* _WRITTEN PROBLEM_:
Make an exact transcription of the material, leaving out all images.

* _DATA PROVIDED_:
_ _ _
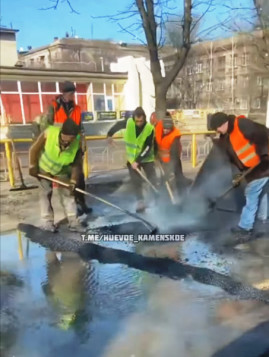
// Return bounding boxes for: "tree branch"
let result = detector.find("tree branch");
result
[39,0,79,15]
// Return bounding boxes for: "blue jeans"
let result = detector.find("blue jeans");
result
[239,177,269,231]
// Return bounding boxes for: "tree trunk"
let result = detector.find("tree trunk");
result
[266,89,269,128]
[155,84,167,120]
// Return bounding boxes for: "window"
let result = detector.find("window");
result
[216,79,225,91]
[1,93,22,124]
[205,82,212,92]
[76,83,88,93]
[106,84,112,95]
[0,81,18,92]
[252,98,261,109]
[41,82,56,93]
[257,76,263,87]
[196,63,203,73]
[242,53,249,67]
[92,83,104,94]
[21,81,38,93]
[218,56,226,70]
[93,94,106,111]
[77,94,88,112]
[22,94,40,123]
[234,55,238,67]
[106,97,113,111]
[240,98,248,109]
[114,83,124,93]
[242,76,249,88]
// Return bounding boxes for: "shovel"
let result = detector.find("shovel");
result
[136,168,159,193]
[209,163,260,210]
[38,174,158,234]
[158,162,176,205]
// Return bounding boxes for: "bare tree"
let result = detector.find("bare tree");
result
[42,0,226,118]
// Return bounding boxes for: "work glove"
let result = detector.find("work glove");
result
[69,180,76,195]
[29,166,39,178]
[232,174,242,187]
[260,155,269,171]
[164,172,175,183]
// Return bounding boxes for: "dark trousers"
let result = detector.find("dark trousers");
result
[127,162,157,200]
[75,170,86,206]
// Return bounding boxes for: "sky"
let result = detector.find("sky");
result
[0,0,255,49]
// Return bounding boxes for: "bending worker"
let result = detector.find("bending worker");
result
[29,119,85,232]
[211,113,269,241]
[155,113,188,193]
[39,81,92,216]
[107,107,156,212]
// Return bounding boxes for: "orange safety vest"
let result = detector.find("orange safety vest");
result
[52,100,81,125]
[230,115,261,167]
[155,120,181,162]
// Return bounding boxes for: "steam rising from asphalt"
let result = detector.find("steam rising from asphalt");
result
[104,279,269,357]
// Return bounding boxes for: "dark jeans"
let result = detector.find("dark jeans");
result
[127,162,157,200]
[75,169,86,206]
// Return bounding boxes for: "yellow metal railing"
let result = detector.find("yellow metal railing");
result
[0,131,215,187]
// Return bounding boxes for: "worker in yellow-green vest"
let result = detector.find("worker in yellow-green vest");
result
[107,107,157,212]
[29,119,85,232]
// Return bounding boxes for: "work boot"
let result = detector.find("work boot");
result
[77,202,92,217]
[40,221,57,233]
[136,200,146,213]
[231,226,253,244]
[68,218,87,233]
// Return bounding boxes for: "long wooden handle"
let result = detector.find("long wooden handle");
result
[136,168,159,193]
[159,162,176,205]
[38,174,157,232]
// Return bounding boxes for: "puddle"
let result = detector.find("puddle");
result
[0,233,269,357]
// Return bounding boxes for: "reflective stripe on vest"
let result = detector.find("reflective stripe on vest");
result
[155,120,181,162]
[38,126,80,175]
[52,101,81,126]
[124,118,154,164]
[230,116,260,167]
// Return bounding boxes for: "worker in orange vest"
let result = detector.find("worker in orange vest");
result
[155,113,190,193]
[211,112,269,242]
[46,81,92,216]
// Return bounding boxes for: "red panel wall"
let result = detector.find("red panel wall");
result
[22,94,41,123]
[1,93,23,124]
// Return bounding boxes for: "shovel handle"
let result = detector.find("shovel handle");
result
[158,161,176,205]
[136,168,158,193]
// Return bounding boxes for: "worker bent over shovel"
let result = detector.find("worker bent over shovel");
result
[107,107,157,212]
[29,118,85,232]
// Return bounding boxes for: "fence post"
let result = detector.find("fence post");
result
[5,141,15,187]
[191,134,197,168]
[83,142,89,179]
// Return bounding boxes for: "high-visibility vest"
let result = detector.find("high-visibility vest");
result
[52,100,81,126]
[124,118,154,164]
[38,126,80,175]
[155,120,181,162]
[230,115,261,167]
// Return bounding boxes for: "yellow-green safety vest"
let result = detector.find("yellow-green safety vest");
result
[124,118,154,164]
[38,126,80,175]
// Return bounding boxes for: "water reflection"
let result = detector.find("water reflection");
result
[0,232,269,357]
[42,251,90,341]
[0,270,23,356]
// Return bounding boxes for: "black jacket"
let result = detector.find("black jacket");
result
[223,118,269,182]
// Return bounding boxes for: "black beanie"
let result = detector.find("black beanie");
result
[163,116,174,129]
[61,118,79,136]
[62,81,76,93]
[210,112,229,130]
[133,107,146,120]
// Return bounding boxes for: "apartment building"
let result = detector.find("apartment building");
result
[165,31,269,123]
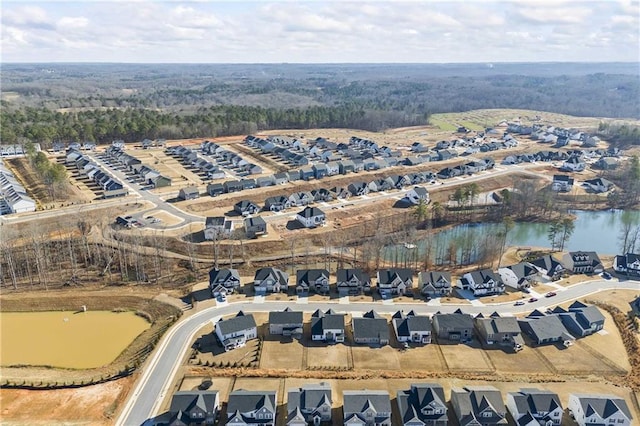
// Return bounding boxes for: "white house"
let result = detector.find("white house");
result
[569,394,633,426]
[296,206,327,228]
[213,311,258,351]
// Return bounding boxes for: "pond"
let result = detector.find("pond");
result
[384,210,640,266]
[0,311,150,368]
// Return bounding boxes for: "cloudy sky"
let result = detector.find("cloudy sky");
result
[0,0,640,63]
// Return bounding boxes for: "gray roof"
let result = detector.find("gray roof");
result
[169,391,218,413]
[573,394,633,419]
[342,389,391,419]
[216,311,256,336]
[476,317,520,334]
[351,318,389,341]
[227,389,276,418]
[393,315,431,336]
[269,308,302,324]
_ _ _
* _FINAL RESULT_:
// Return bounding boxes for: "tree branch"
let result = detector.find("tree branch");
result
[39,0,79,15]
// Return bounding boxes for: "blue jeans"
let result = detector.find("blue jeans");
result
[239,177,269,231]
// Return bounding boxes for: "tree trunk"
let result = detector.find("tree trunk");
result
[266,89,269,128]
[155,84,167,120]
// Return bounding boxes for: "window"
let result = detector.find("window");
result
[216,79,225,91]
[1,93,22,124]
[205,82,212,92]
[76,83,88,93]
[106,84,112,95]
[0,81,18,92]
[252,98,261,109]
[41,82,56,93]
[257,76,263,87]
[196,63,203,73]
[242,53,249,67]
[92,83,104,94]
[21,81,38,93]
[218,56,226,70]
[93,94,106,111]
[77,94,88,112]
[22,94,40,123]
[234,55,238,67]
[106,97,113,111]
[240,98,248,109]
[114,83,124,93]
[242,76,249,88]
// Return bounding boxes for: "shovel"
let result = detector.find("shovel");
result
[136,168,159,193]
[209,163,260,210]
[38,174,158,234]
[158,162,176,205]
// Return bounding boxes for: "bare tree"
let result = detector.find("bare tree");
result
[42,0,226,118]
// Return bounding boxes for: "work glove"
let result = detector.find("work glove");
result
[69,180,76,195]
[29,166,39,178]
[232,174,242,187]
[260,155,269,171]
[164,172,175,183]
// Return bounding boxes for: "dark trousers"
let result = detector.find("dark trousers");
result
[127,162,157,200]
[75,170,86,206]
// Return bounding boxes for: "sky"
let result = detector.find("sky");
result
[0,0,255,49]
// Return bounding boxes for: "bending worker"
let result = detector.find("bending worker");
result
[29,119,85,232]
[211,113,269,241]
[155,113,188,193]
[39,81,92,216]
[107,107,156,212]
// Return bounding boxes for: "orange safety vest"
let result = detector.find("orange safety vest");
result
[52,100,81,125]
[230,115,261,167]
[155,120,181,162]
// Return bounding boxes for: "steam rising from asphalt"
let result = detector.find("steam rising from asphalt");
result
[104,279,269,357]
// Return bounding boxes for: "dark jeans"
let result = detector.find("dark jeans");
result
[127,162,157,200]
[75,169,86,206]
// Return bounding boxes for: "yellow metal railing"
let result = detector.find("yellow metal railing");
result
[0,131,215,187]
// Return bounding boxes for: "worker in yellow-green vest"
let result = detector.find("worker in yellow-green vest");
result
[107,107,157,212]
[29,119,85,232]
// Return bounding boxes for: "work boot"
let result = detector.find("work boot");
result
[77,202,92,217]
[40,221,57,233]
[136,200,146,213]
[231,226,253,244]
[68,218,87,233]
// Return bounding boxes for: "long wooden handle"
let result = detector.find("long wooden handle");
result
[136,168,159,193]
[159,162,176,205]
[38,174,157,232]
// Return bounding boxes for: "puddle"
let result = detector.find("puddle");
result
[0,233,269,357]
// Return bounding boxes for: "reflective stripe on vest"
let result = detector.find("reflective stripe on vest");
result
[155,120,181,162]
[38,126,80,175]
[52,101,81,126]
[124,118,154,164]
[230,116,260,167]
// Return bounding boxes for: "worker in orange vest"
let result = detector.find("worker in orange vest");
result
[155,113,190,193]
[211,112,269,242]
[46,81,92,216]
// Return bounding boxes for: "red panel wall"
let result = detector.find("red panel wall");
result
[22,94,41,123]
[1,93,23,124]
// Return bounding boxes for: "shovel handle"
let result = detector.find("shovel handle");
result
[158,161,176,205]
[136,168,158,193]
// Return bounding boxes for: "worker bent over shovel"
let result = detector.find("worker bent over shovel");
result
[107,107,157,212]
[29,118,85,232]
// Return bounding boxes for: "fence post"
let result = detector.find("fence post");
result
[5,141,15,187]
[191,134,197,168]
[83,142,89,179]
// Return bounding boxes for: "high-visibility vest"
let result = detector.find("high-visibility vest");
result
[52,100,81,126]
[124,118,154,164]
[38,126,80,175]
[155,120,181,162]
[230,115,261,167]
// Return bounding boxes for: "yellow-green safety vest"
let result = detector.find("yellow-green safety vest");
result
[124,118,154,164]
[38,126,80,175]
// Return bounding boxes for: "water reflection"
let result = detector.find("water reflection");
result
[0,232,269,357]
[42,251,90,341]
[0,270,23,356]
// Return bounding boxes for: "black jacket"
let result = detector.find("black jacket");
result
[223,118,269,182]
// Return bounding boxes for: "black beanie"
let result = detector.find("black beanie");
result
[163,116,174,129]
[61,118,79,136]
[62,81,76,93]
[210,112,229,130]
[133,107,146,120]
// Return bounding boxes for: "apartment building"
let result = detector.find("apartment building");
result
[165,31,269,123]
// Return bounding boxes for: "white house"
let result = detector.find("white house");
result
[569,394,633,426]
[296,206,327,228]
[213,311,258,351]
// Return bounding boxes for: "pond"
let result = detector.find("pond");
result
[384,210,640,266]
[0,311,150,368]
// Return bounding boxes for: "cloudy sky"
let result = detector.find("cloudy sky");
result
[0,0,640,63]
// Return bounding boxes for: "gray roof"
let result = detector.find("gray roof");
result
[169,391,218,413]
[573,394,633,419]
[342,389,391,419]
[216,311,256,336]
[476,317,520,334]
[351,318,389,341]
[227,389,276,418]
[393,315,431,336]
[269,308,302,324]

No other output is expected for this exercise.